_PROBLEM DETAILS:_ Turn every line of the material below into a Markdown table with two columns, Row and Line. Number the rows and leave out any blank lines.
▽
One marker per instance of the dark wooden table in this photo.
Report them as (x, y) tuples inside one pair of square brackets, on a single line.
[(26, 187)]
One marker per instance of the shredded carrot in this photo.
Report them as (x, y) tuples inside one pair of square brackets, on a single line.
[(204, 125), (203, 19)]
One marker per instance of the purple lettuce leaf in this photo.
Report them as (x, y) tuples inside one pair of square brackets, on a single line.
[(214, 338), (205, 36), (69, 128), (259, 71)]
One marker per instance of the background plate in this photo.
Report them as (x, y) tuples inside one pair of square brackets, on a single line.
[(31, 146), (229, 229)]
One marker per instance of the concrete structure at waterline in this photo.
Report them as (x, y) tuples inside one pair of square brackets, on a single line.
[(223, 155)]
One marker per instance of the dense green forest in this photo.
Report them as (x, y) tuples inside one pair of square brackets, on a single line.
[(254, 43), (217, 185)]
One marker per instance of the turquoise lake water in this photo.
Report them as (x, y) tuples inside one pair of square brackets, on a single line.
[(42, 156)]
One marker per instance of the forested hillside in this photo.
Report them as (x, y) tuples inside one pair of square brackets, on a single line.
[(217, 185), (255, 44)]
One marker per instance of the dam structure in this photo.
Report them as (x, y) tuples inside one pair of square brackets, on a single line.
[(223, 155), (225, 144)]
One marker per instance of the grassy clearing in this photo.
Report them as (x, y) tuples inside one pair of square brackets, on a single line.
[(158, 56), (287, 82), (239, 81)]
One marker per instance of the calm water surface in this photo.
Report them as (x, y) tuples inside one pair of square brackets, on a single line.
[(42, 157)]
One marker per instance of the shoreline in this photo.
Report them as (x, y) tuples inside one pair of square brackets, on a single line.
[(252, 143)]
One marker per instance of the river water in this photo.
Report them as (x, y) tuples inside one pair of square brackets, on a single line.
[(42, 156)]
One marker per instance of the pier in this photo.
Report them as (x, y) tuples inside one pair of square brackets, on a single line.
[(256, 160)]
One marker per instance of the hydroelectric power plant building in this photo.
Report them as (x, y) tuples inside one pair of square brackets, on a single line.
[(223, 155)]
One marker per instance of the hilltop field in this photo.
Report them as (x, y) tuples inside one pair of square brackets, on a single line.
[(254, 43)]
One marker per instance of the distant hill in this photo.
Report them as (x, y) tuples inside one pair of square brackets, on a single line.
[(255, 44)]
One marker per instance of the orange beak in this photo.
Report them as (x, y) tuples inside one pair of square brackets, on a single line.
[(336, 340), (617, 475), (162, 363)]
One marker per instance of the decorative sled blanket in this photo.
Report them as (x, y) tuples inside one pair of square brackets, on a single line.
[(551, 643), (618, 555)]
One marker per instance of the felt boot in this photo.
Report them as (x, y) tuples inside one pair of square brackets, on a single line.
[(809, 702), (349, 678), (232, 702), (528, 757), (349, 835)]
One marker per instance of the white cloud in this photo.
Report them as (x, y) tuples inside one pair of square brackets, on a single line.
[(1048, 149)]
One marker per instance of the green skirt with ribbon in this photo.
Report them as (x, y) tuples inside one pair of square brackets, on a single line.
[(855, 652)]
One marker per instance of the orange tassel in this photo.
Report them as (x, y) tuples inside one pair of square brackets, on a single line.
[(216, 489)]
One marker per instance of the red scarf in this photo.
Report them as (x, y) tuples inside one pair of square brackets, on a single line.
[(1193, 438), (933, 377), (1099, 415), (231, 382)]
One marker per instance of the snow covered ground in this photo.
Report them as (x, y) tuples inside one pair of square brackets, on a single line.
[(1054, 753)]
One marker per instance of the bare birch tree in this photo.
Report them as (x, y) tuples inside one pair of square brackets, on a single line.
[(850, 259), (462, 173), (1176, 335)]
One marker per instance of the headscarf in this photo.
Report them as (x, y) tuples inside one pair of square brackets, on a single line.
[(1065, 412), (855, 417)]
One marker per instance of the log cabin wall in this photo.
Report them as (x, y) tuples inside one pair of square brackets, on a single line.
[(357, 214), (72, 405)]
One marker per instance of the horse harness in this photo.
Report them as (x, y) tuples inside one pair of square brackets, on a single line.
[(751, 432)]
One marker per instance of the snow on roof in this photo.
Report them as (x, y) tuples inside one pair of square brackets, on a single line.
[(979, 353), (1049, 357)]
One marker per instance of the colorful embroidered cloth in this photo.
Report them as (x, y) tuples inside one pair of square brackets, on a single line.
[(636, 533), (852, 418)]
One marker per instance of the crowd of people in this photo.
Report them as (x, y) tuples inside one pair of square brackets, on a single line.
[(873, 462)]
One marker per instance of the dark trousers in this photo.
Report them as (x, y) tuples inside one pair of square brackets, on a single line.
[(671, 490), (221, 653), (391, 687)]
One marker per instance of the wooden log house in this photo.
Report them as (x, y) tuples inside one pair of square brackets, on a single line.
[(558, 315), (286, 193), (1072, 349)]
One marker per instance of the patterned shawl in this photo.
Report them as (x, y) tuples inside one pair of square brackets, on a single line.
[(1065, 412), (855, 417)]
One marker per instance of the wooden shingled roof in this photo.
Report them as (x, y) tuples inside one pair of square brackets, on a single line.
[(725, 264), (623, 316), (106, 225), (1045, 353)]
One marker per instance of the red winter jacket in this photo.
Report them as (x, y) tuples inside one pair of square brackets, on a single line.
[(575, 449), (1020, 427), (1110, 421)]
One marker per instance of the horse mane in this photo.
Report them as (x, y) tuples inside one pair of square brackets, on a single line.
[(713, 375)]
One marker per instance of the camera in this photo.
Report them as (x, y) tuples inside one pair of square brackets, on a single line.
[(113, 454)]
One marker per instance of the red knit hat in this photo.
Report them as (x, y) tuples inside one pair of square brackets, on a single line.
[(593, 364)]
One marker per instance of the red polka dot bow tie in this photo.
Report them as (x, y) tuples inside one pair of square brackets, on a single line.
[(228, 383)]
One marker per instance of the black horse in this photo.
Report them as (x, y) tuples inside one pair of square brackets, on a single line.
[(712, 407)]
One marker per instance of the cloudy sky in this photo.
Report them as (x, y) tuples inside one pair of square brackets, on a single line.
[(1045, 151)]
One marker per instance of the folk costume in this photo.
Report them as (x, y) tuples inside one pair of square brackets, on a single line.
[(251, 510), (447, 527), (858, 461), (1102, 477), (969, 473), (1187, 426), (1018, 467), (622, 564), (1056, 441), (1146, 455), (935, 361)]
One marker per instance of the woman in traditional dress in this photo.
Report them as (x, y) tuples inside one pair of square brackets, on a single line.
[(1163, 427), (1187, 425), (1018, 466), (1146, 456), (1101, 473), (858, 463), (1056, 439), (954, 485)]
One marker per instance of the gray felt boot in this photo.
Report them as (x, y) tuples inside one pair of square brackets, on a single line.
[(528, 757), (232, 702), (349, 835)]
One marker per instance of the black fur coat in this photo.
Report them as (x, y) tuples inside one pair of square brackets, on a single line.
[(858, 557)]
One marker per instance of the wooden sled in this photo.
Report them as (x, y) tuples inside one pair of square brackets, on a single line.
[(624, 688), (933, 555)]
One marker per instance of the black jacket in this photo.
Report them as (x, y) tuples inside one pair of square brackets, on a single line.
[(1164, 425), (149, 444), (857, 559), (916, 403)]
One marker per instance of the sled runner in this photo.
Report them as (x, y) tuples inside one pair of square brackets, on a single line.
△
_OUTPUT FOR THIS TASK:_
| Row | Line |
|---|---|
| 1 | One marker per instance of the dark wooden table in this photo. |
| 2 | Report them as (x, y) tuples inside one pair of square brackets, on a single line. |
| 3 | [(26, 187)] |
| 4 | One marker per instance of the shredded carrot in this photo. |
| 5 | Report them as (x, y) tuples inside one pair of square brackets, on a single line. |
| 6 | [(204, 125), (203, 19)] |
| 7 | One marker per instance of the purple lettuce leaf in this photo. |
| 8 | Report them as (x, y) tuples inside one pair of square brackets, on a single line. |
| 9 | [(214, 338), (205, 36), (69, 128), (259, 71)] |
| 10 | One marker per instance of the background plate in this photo. |
| 11 | Report them as (x, y) tuples inside one pair of square brackets, on a single line. |
| 12 | [(31, 146), (229, 229)] |
| 13 | One marker per instance of the concrete structure at waterline in this photo. |
| 14 | Report them as (x, y) tuples inside one pair of square brackets, on a single line. |
| 15 | [(223, 155)] |
| 16 | One marker per instance of the dense green forest in this photo. |
| 17 | Report them as (x, y) tuples inside one pair of square brackets, on a single line. |
| 18 | [(254, 43), (217, 185)] |
| 19 | One marker per instance of the turquoise lake water in this photo. |
| 20 | Report them as (x, y) tuples inside one pair of square brackets, on a single line. |
| 21 | [(42, 156)] |
| 22 | One marker per instance of the forested hillside in this photo. |
| 23 | Report them as (x, y) tuples inside one pair of square brackets, on a single line. |
| 24 | [(217, 185), (255, 44)] |
| 25 | One marker per instance of the dam structure in this photo. |
| 26 | Report them as (x, y) tuples inside one pair of square brackets, on a single line. |
| 27 | [(223, 155), (225, 144)] |
| 28 | One marker per instance of the grassy clearing in this photo. |
| 29 | Report them as (x, y) tuples inside one pair of square brackets, on a single line. |
| 30 | [(158, 56), (287, 82), (239, 81)] |
| 31 | One marker per instance of the calm water surface in this photo. |
| 32 | Report them as (x, y) tuples inside one pair of square brackets, on a single line. |
| 33 | [(42, 157)] |
| 34 | One marker per instance of the shoreline in this photo. |
| 35 | Report them as (x, y) tuples inside one pair of square brackets, on a single line. |
| 36 | [(252, 143)] |
| 37 | One marker per instance of the river water in this photo. |
| 38 | Report them as (x, y) tuples inside one pair of square brackets, on a single line. |
| 39 | [(42, 156)] |
| 40 | One marker per instance of the pier in this photo. |
| 41 | Report them as (x, y) tuples inside one pair of square brackets, on a single line. |
| 42 | [(256, 160)] |
| 43 | One marker per instance of the hydroelectric power plant building in this photo. |
| 44 | Report them as (x, y) tuples inside one pair of square brackets, on a single line. |
| 45 | [(223, 155)] |
| 46 | One marker per instance of the hilltop field in this photo. |
| 47 | Report them as (x, y) tuples inside one pair of square brackets, on a single line. |
| 48 | [(254, 43)] |
| 49 | One marker per instance of the distant hill in this photo. |
| 50 | Report them as (x, y) tuples inside one pair of square brackets, on a single line. |
| 51 | [(255, 44)] |
| 52 | One marker per instance of the orange beak in this photo. |
| 53 | Report them as (x, y) tuples inside one pair of square brackets, on a single line. |
| 54 | [(336, 340), (617, 475), (162, 363)] |
| 55 | One marker per instance of the decorative sled blanket in this photo. |
| 56 | Report them as (x, y) tuples inside one pair of square brackets, on a single line. |
| 57 | [(551, 643), (618, 555)] |
| 58 | One marker per instance of the felt boot in this photo. |
| 59 | Report them as (x, y) tuples inside one pair of square brackets, on a single line. |
| 60 | [(809, 702), (349, 678), (232, 702), (528, 757), (349, 835)] |
| 61 | One marker per instance of the white cloud in this photo. |
| 62 | Report them as (x, y) tuples inside one pair of square brackets, on a single line. |
| 63 | [(1048, 149)] |
| 64 | One marker per instance of the green skirt with ribbon in this photo. |
| 65 | Report them as (x, y) tuples inside one pair of square brackets, on a single line. |
| 66 | [(855, 652)] |
| 67 | One marker per instance of the orange tassel in this photo. |
| 68 | Report them as (x, y) tuples inside one pair of square brackets, on a single line. |
| 69 | [(216, 489)] |
| 70 | One marker per instance of the red scarf in this photo. |
| 71 | Report them as (x, y) tuples inside one pair of square brackets, on a single line. |
| 72 | [(1193, 438), (933, 377), (1099, 415), (231, 382)] |
| 73 | One marker per instance of the snow covered ground in this photo. |
| 74 | Report them as (x, y) tuples inside one pair of square brackets, on a single line. |
| 75 | [(1054, 753)] |
| 76 | One marker per instance of the bare birch tree in this photo. |
| 77 | Report them as (x, y) tuples inside one pair of square brackets, on a single line. |
| 78 | [(850, 259), (462, 173), (1176, 335)] |
| 79 | One marker per instance of the headscarf in this photo. |
| 80 | Report them as (x, y) tuples inside one pair of square brackets, on a single line. |
| 81 | [(1065, 412), (855, 417)] |
| 82 | One marker per instance of the log cabin wall in this photo. |
| 83 | Report them as (x, y) tuples inside one pair of square brackets, on a single line. |
| 84 | [(357, 214), (72, 405)] |
| 85 | One marker per instance of the horse harness in this photo. |
| 86 | Report them as (x, y) tuples inside one pair of square brackets, on a single line. |
| 87 | [(751, 432)] |
| 88 | One marker per instance of the snow on roof in this photo. |
| 89 | Report them as (x, y) tuples inside one pair of square brackets, on a single line. |
| 90 | [(979, 353), (1049, 357)] |
| 91 | One marker per instance of the colorful embroidered cloth in this photo. |
| 92 | Report them as (x, y) tuples inside one pair of square brackets, on a single line. |
| 93 | [(636, 533), (852, 418)] |
| 94 | One marker per instance of the crowd of people in this photo. |
| 95 | Report them as (x, y) tuples inside one pair of square brackets, on a single line. |
| 96 | [(873, 462)] |
| 97 | One marker per instance of the dark trousers in this photo. |
| 98 | Report them as (x, y) tuples inside one pair of square brackets, on a single line. |
| 99 | [(671, 490), (221, 653), (391, 687)] |
| 100 | One marker per instance of the wooden log house in this photo. |
| 101 | Report them as (x, y) tuples inside one pair of square brackets, on a single line. |
| 102 | [(558, 315), (286, 193), (1072, 349)] |
| 103 | One marker per instance of the patterned shawl in this photo. |
| 104 | Report them as (x, y) tuples inside one pair of square brackets, on a single line. |
| 105 | [(1065, 412), (855, 417)] |
| 106 | One marker per instance of the wooden shingled roof in this photo. |
| 107 | Report them as (x, y) tuples inside one pair of square brackets, on a single line. |
| 108 | [(725, 264), (623, 316), (106, 225), (1045, 353)] |
| 109 | One marker per instance of the red winter jacket in this photo. |
| 110 | Report them as (x, y) tuples inside one pair of square brackets, on a single line. |
| 111 | [(575, 449), (1020, 427), (1110, 421)] |
| 112 | One marker per instance of the horse mane in this photo. |
| 113 | Report them as (x, y) tuples inside one pair of square brackets, on a single line. |
| 114 | [(713, 375)] |
| 115 | One marker per instance of the camera in this photo. |
| 116 | Report them as (x, y) tuples inside one pair of square brackets, on a single line. |
| 117 | [(113, 454)] |
| 118 | One marker per instance of the red knit hat in this photo. |
| 119 | Report them as (x, y) tuples inside one pair of square brackets, on a single line. |
| 120 | [(593, 364)] |
| 121 | One marker per instance of the red polka dot bow tie in this photo. |
| 122 | Report them as (x, y) tuples inside one pair of square brackets, on a single line. |
| 123 | [(228, 383)] |
| 124 | One marker per instance of the black horse in this photo. |
| 125 | Report them as (x, y) tuples inside one pair of square brackets, on a single line. |
| 126 | [(712, 407)] |
| 127 | One marker per instance of the cloudy sky in this photo. |
| 128 | Report them as (x, y) tuples inside one pair of square brackets, on a single line. |
| 129 | [(1045, 151)] |
| 130 | One marker per instance of the folk costume in this photo. |
| 131 | Report them as (x, y) tuples inside one pair of square brackets, on a single line. |
| 132 | [(251, 510), (447, 527), (858, 461), (1102, 477), (969, 473), (1187, 426), (1018, 467), (622, 564), (1056, 441), (1146, 455), (935, 361)] |
| 133 | One marker per instance of the woman in traditional dress in this photo. |
| 134 | Report them as (x, y) tuples inside one pair of square brackets, on a single line. |
| 135 | [(1163, 427), (1187, 425), (1018, 466), (1146, 456), (1101, 473), (858, 463), (1056, 439), (954, 485)] |
| 136 | One marker per instance of the gray felt boot in this photo. |
| 137 | Report them as (x, y) tuples inside one pair of square brackets, on a single line. |
| 138 | [(528, 757), (232, 702), (349, 835)] |
| 139 | One marker per instance of the black fur coat in this photo. |
| 140 | Report them as (x, y) tuples inside one pair of square brackets, on a single line. |
| 141 | [(858, 557)] |
| 142 | One marker per instance of the wooden sled in this photo. |
| 143 | Report them as (x, y) tuples inside one pair of square brackets, on a single line. |
| 144 | [(624, 688), (933, 555)] |
| 145 | One marker per instance of the black jacket in this photo. |
| 146 | Report them as (x, y) tuples inside one pair of square brackets, on a single line. |
| 147 | [(1164, 425), (149, 444), (857, 559), (916, 403)] |
| 148 | One marker per instance of the sled runner in this photo. |
| 149 | Report them as (x, y) tuples inside one pair of square brackets, on a single line. |